## What is needed
In duplicating the lines below, keep every word unchanged and drop the pictures.

## Supplied entries
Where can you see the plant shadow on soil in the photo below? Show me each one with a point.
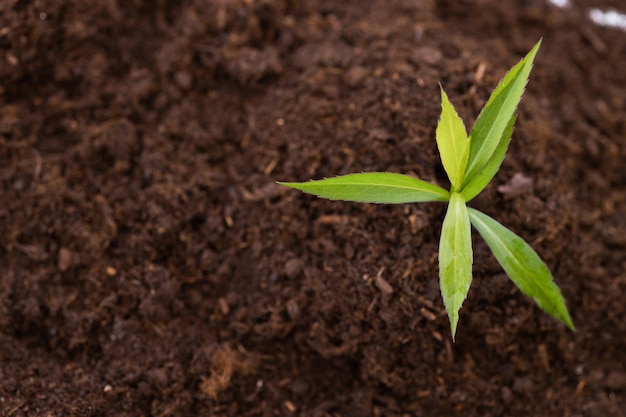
(151, 266)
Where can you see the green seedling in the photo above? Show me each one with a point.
(470, 163)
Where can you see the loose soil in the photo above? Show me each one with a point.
(151, 267)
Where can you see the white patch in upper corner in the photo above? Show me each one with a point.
(608, 18)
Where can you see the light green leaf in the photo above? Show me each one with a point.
(496, 115)
(522, 265)
(484, 176)
(452, 141)
(455, 258)
(373, 187)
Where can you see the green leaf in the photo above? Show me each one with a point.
(522, 265)
(455, 258)
(452, 141)
(496, 115)
(484, 176)
(373, 187)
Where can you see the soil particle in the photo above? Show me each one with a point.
(151, 266)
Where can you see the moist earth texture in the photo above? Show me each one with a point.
(150, 265)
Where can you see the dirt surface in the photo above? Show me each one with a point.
(151, 267)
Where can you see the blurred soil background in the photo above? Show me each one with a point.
(149, 265)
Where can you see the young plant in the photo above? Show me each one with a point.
(470, 163)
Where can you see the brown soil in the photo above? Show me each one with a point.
(151, 267)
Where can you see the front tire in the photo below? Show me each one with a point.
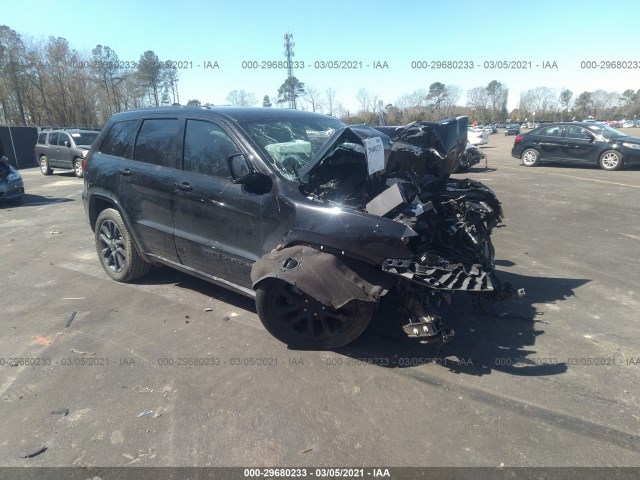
(530, 158)
(116, 251)
(610, 160)
(44, 165)
(301, 321)
(77, 167)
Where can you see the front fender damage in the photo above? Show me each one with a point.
(332, 280)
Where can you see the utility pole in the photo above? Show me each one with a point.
(288, 53)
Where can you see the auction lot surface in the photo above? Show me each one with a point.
(173, 371)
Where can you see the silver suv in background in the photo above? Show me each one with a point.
(63, 148)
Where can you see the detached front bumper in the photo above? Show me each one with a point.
(12, 190)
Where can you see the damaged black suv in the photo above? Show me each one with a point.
(319, 221)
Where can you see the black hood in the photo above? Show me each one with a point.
(423, 149)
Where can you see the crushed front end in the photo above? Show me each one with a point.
(449, 249)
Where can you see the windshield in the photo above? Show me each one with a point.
(84, 138)
(605, 131)
(292, 142)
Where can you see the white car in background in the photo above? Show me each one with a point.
(477, 136)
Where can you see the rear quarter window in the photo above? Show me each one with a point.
(119, 140)
(155, 141)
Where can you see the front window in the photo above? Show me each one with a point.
(292, 142)
(606, 131)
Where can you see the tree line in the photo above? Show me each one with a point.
(48, 83)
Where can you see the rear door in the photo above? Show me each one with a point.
(142, 175)
(550, 142)
(218, 224)
(63, 152)
(52, 152)
(580, 144)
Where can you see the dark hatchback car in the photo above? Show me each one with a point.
(512, 129)
(576, 143)
(315, 219)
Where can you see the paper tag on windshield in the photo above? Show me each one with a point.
(375, 154)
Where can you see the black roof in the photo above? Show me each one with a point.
(231, 112)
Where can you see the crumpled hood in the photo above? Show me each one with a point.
(419, 148)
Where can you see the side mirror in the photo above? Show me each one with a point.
(240, 168)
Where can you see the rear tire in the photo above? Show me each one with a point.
(610, 160)
(301, 321)
(116, 251)
(530, 158)
(44, 165)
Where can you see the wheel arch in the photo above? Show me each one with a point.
(331, 279)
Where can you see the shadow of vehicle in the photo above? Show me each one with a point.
(489, 336)
(160, 275)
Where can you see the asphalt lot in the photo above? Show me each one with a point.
(550, 380)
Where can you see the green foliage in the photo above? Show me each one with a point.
(290, 91)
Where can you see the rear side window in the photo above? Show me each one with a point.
(155, 141)
(119, 140)
(64, 138)
(206, 149)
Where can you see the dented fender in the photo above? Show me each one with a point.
(332, 280)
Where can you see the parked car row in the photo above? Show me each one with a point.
(65, 148)
(577, 142)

## Result of this task
Where can you see the plant shadow on soil in the photo below? Show me each one with a point.
(151, 266)
Where can you see the green seedling in the photo above? Show me each one with a point.
(470, 163)
Where can you see the loose soil in the photo above? Show me each one with a point.
(151, 267)
Where can you see the white patch in upper corner in the photo above? Show me each one with a point.
(608, 18)
Where can you see the light green leaf in the photo above? Show me each one with a point.
(496, 115)
(522, 265)
(484, 176)
(452, 141)
(455, 258)
(373, 187)
Where can you see the green leaf in the photo above? Show me each one with a point.
(522, 265)
(455, 258)
(452, 141)
(496, 115)
(484, 176)
(373, 187)
Where can you see the soil particle in the photo above? Show me each one with a point.
(151, 266)
Where can you see the moist earth texture in the photo above? Show me each one with a point.
(150, 265)
Where can you see the dirt surface in the photo above? Show me each one with a point.
(151, 267)
Where can you see the blurred soil background in the photo above? Show me each one with a point.
(149, 265)
Where can you see the young plant in the photo above? Show me each one with a point.
(470, 163)
Where can you see the brown soil in the photo above? Show me each one with a point.
(151, 267)
Where can you see the front tire in the photo below? Show me each one with a point.
(530, 158)
(116, 251)
(610, 160)
(44, 165)
(301, 321)
(77, 167)
Where can you see the front fender damage in the photo above? Show me each one with a point.
(332, 280)
Where can you see the utility pole in the photo above? Show me each one with a point.
(288, 53)
Where can you see the auction lot surface in the photo above? Show me each one with a point.
(173, 371)
Where can you see the silver suv in background in the photo above? Show me each one with a point.
(63, 148)
Where can you see the detached front bumper in the photo above? Show me each one with a point.
(12, 190)
Where can you see the damaged black suv in the photo above? Show me each one with a point.
(319, 221)
Where can you see the black hood in the photo above? Show me each one with a point.
(423, 149)
Where can you see the crushed front end in the photo above? Show me each one with a point.
(449, 249)
Where can you see the windshield in the photo above? Show me each one with a point.
(84, 138)
(605, 131)
(292, 142)
Where can you see the white car in background in the photo above? Show me each one with a point.
(477, 136)
Where can you see the rear quarter window in the photo above? Show me each one with a point.
(119, 140)
(155, 141)
Where can you see the front window in the photo above? Show me each one with a point.
(292, 142)
(606, 131)
Where can you see the tree line in the photo above? Show me each one with a point.
(48, 83)
Where can you see the rear door in the photo above? Show me each one with a point.
(142, 175)
(550, 142)
(218, 224)
(63, 152)
(52, 152)
(580, 144)
Where can you see the dark hatchback car in the photo above? Show me each one with a point.
(512, 129)
(576, 143)
(315, 219)
Where can you see the paper tag on windshield in the photo above? Show me each one with a point.
(375, 154)
Where can you see the black roof in the photo above? Show me each one with a point.
(231, 112)
Where can you see the crumpled hood in the photo above? Show me each one with a point.
(419, 148)
Where can you see the side mirror in the photo above? Show me each one with a point.
(240, 168)
Where can you see the rear tire in the photo above? Show me each one with a point.
(610, 160)
(301, 321)
(116, 251)
(530, 158)
(44, 165)
Where can you see the wheel arch in the photo above? Show me each one with a point.
(331, 279)
Where can you see the shadow of vehicle in the photo above? Show me each one with a point.
(489, 336)
(160, 275)
Where can you see the asphalt lot in the photo above? Show me each one with a point.
(550, 380)
Where can you see the green foliage in the photo above? Show me each one with a point.
(290, 91)
Where can you see the rear side window in the photo above? Show me each one with a point.
(155, 141)
(119, 140)
(64, 138)
(206, 149)
Where can you see the dented fender in the photo above? Show me each one with a point.
(332, 280)
Where can you see the parked car row in the photo above? Show me each one with a point.
(65, 148)
(577, 142)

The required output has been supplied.